AIM OF THE EXERCISE:
Write each line out exactly, leaving none out.

DATA TO PROCESS:
--- begin ---

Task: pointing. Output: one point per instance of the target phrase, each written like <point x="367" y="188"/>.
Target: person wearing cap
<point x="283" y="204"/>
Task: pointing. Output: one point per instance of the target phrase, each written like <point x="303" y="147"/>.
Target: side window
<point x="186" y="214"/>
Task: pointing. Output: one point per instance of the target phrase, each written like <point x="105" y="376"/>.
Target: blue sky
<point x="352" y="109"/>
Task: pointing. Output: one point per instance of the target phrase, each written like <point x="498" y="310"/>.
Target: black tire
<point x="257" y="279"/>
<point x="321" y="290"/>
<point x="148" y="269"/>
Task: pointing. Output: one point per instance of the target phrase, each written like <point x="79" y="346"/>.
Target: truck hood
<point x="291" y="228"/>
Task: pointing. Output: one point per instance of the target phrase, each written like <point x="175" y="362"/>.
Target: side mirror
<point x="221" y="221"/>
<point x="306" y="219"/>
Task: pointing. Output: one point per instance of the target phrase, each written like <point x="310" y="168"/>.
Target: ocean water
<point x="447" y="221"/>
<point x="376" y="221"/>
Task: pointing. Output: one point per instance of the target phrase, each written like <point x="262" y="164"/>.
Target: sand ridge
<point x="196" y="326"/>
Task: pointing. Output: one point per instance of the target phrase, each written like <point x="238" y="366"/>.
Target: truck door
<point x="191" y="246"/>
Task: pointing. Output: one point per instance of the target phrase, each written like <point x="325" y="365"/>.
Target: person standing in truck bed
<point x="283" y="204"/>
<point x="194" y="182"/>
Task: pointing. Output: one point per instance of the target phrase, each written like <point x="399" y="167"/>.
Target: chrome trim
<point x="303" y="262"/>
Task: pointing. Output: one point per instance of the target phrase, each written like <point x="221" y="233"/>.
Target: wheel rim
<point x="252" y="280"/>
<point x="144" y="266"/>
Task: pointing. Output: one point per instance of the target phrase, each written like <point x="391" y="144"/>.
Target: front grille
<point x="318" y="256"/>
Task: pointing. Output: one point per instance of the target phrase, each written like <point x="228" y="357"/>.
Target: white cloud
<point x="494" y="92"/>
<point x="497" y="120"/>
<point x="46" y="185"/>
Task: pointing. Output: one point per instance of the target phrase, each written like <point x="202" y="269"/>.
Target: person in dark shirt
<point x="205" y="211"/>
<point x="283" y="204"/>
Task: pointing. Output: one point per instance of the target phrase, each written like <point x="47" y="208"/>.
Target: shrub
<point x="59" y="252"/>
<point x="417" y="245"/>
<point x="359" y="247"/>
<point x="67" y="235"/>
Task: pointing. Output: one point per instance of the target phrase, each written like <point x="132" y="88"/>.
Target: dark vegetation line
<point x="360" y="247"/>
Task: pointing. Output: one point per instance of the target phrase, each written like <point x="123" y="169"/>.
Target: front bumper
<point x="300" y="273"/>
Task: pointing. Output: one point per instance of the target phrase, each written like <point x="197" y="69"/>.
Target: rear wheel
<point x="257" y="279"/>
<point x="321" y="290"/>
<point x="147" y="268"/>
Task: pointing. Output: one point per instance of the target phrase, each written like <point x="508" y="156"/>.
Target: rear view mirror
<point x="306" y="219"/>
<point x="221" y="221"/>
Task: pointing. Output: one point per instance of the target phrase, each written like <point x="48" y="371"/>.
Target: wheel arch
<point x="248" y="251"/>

--- end ---

FINISHED TASK:
Task: pointing. Output: one point per instance of the target phrase, each written like <point x="367" y="188"/>.
Target: person wearing cap
<point x="283" y="204"/>
Task: pointing. Output: one point per instance of the target phrase, each written like <point x="303" y="147"/>.
Target: side window
<point x="186" y="214"/>
Task: pointing. Output: one point per instance of the target phrase, each written like <point x="105" y="376"/>.
Target: blue sky
<point x="352" y="109"/>
Task: pointing. Output: one point per instance of the target phrase, each written like <point x="498" y="310"/>.
Target: black tire
<point x="257" y="279"/>
<point x="321" y="290"/>
<point x="148" y="269"/>
Task: pointing. Output: one point per instance of the target phrase, each written like <point x="79" y="346"/>.
Target: truck hood
<point x="291" y="228"/>
Task: pointing. Output: one point per instance of the target phrase, each written like <point x="175" y="362"/>.
Target: side mirror
<point x="221" y="221"/>
<point x="306" y="219"/>
Task: pointing. Output: one point per instance of the target phrase, each written like <point x="310" y="168"/>.
Target: ocean water
<point x="447" y="221"/>
<point x="376" y="221"/>
Task: pointing. Output: one point per instance of the target phrase, each written like <point x="262" y="164"/>.
Target: sand ridge
<point x="196" y="326"/>
Task: pointing. Output: one point per instance of the target phrase, each written like <point x="238" y="366"/>.
Target: truck door
<point x="191" y="246"/>
Task: pointing. Output: one point per instance of the target phrase, each written like <point x="325" y="365"/>.
Target: person standing in truck bed
<point x="283" y="204"/>
<point x="194" y="182"/>
Task: pointing. Output: one point per instance of the target phrase, each written like <point x="399" y="167"/>.
Target: chrome trim
<point x="303" y="262"/>
Task: pointing. Output: one point per instance of the target phrase, each written like <point x="221" y="233"/>.
Target: wheel rim
<point x="252" y="280"/>
<point x="144" y="266"/>
Task: pointing. Output: one point per instance of the target phrase, each written like <point x="391" y="144"/>.
Target: front grille
<point x="318" y="256"/>
Task: pointing. Output: one point per instance of the target phrase, each written like <point x="228" y="357"/>.
Target: white cloud
<point x="494" y="92"/>
<point x="497" y="120"/>
<point x="46" y="185"/>
Task: pointing. Output: one point per instance of the target phrase, each written like <point x="202" y="269"/>.
Target: person in dark shirt
<point x="205" y="211"/>
<point x="283" y="204"/>
Task: pointing. Output: one point per instance of the target phrase, each written like <point x="47" y="208"/>.
Target: shrub
<point x="59" y="252"/>
<point x="417" y="245"/>
<point x="359" y="247"/>
<point x="67" y="235"/>
Task: pointing. Output: one point per instance of the target phrase, each written like <point x="132" y="88"/>.
Target: dark vegetation line
<point x="360" y="247"/>
Task: pointing. Output: one point per instance of the target phrase, each written like <point x="123" y="169"/>.
Target: front bumper
<point x="300" y="273"/>
Task: pointing. Output: one point per instance of the target phrase, each written like <point x="197" y="69"/>.
Target: rear wheel
<point x="257" y="279"/>
<point x="321" y="290"/>
<point x="147" y="268"/>
Task: pointing. Output: one point per instance of the target phrase, each written like <point x="508" y="156"/>.
Target: rear view mirror
<point x="306" y="219"/>
<point x="221" y="221"/>
Task: pointing. Output: one point per instance of the target phrase, each written like <point x="48" y="371"/>.
Target: wheel arch
<point x="248" y="251"/>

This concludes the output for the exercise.